Required work: Transcribe the records below exactly.

Stored entries
··········

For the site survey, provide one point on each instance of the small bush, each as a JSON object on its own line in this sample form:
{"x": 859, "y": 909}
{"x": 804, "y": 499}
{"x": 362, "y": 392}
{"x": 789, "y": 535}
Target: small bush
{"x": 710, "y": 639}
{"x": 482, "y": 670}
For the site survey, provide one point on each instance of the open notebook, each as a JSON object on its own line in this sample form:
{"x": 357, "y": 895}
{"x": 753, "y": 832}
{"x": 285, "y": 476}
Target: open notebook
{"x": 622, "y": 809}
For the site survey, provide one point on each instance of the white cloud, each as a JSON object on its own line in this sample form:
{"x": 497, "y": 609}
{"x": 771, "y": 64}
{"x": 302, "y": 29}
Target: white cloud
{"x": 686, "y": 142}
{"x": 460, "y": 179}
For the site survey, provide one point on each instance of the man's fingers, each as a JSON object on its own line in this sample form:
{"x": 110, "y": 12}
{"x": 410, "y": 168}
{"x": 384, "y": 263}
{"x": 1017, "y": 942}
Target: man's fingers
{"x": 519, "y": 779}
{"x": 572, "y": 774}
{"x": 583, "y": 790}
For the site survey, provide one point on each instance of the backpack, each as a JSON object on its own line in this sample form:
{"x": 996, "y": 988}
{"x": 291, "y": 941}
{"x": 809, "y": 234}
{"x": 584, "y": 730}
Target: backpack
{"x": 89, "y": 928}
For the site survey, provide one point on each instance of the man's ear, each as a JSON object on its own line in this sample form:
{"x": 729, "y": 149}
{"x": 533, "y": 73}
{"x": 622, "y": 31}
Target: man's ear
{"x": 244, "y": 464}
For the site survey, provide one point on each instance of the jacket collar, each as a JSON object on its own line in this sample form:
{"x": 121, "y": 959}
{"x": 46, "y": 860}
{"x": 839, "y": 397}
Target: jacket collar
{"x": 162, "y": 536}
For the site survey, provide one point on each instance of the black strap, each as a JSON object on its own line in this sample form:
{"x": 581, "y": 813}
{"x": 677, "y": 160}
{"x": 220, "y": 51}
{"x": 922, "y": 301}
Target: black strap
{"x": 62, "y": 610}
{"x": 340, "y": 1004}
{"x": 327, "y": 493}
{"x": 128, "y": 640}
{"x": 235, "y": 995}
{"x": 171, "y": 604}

··········

In response:
For the site survey, provide one point on each instance of the small bush, each as a JSON object on its own line in this sample form:
{"x": 859, "y": 909}
{"x": 804, "y": 499}
{"x": 362, "y": 392}
{"x": 789, "y": 535}
Target: small bush
{"x": 710, "y": 639}
{"x": 482, "y": 670}
For the site survey, provide one point on each instance of the open notebook, each as a JSON object on its own line in this sample form:
{"x": 357, "y": 895}
{"x": 753, "y": 832}
{"x": 285, "y": 476}
Target: open notebook
{"x": 622, "y": 809}
For the site survey, provide one point on each instance of the white cloud, each as a JSON object on its own line in this sample form:
{"x": 497, "y": 609}
{"x": 771, "y": 64}
{"x": 302, "y": 29}
Target: white cloud
{"x": 686, "y": 142}
{"x": 460, "y": 179}
For the site survey, provide one point on each instance of the man's fingers, each as a JSON object on its own line in this sample form:
{"x": 110, "y": 12}
{"x": 410, "y": 168}
{"x": 384, "y": 263}
{"x": 1017, "y": 942}
Target: man's fingers
{"x": 519, "y": 779}
{"x": 572, "y": 774}
{"x": 583, "y": 790}
For the site survey, provide one point on each instance of the backpack, each as a JSON object on its own line in this sample form:
{"x": 996, "y": 988}
{"x": 291, "y": 941}
{"x": 809, "y": 234}
{"x": 584, "y": 730}
Target: backpack
{"x": 89, "y": 928}
For the site survey, provide one point on each instance of the man's ear, each as a JSON object on its own line in this sample form:
{"x": 729, "y": 149}
{"x": 533, "y": 73}
{"x": 622, "y": 31}
Target: man's ear
{"x": 244, "y": 464}
For the site survey, provide one point on each instance of the jacket collar, each as a JSON object on its own line in this sample form:
{"x": 121, "y": 959}
{"x": 46, "y": 860}
{"x": 839, "y": 397}
Target: jacket collar
{"x": 162, "y": 536}
For the site survey, provide one point on each instance of the black strap, each as a JSON object on its own line in this sample form:
{"x": 581, "y": 813}
{"x": 677, "y": 160}
{"x": 220, "y": 51}
{"x": 922, "y": 301}
Target: black strap
{"x": 62, "y": 610}
{"x": 340, "y": 1004}
{"x": 327, "y": 493}
{"x": 128, "y": 640}
{"x": 235, "y": 995}
{"x": 171, "y": 604}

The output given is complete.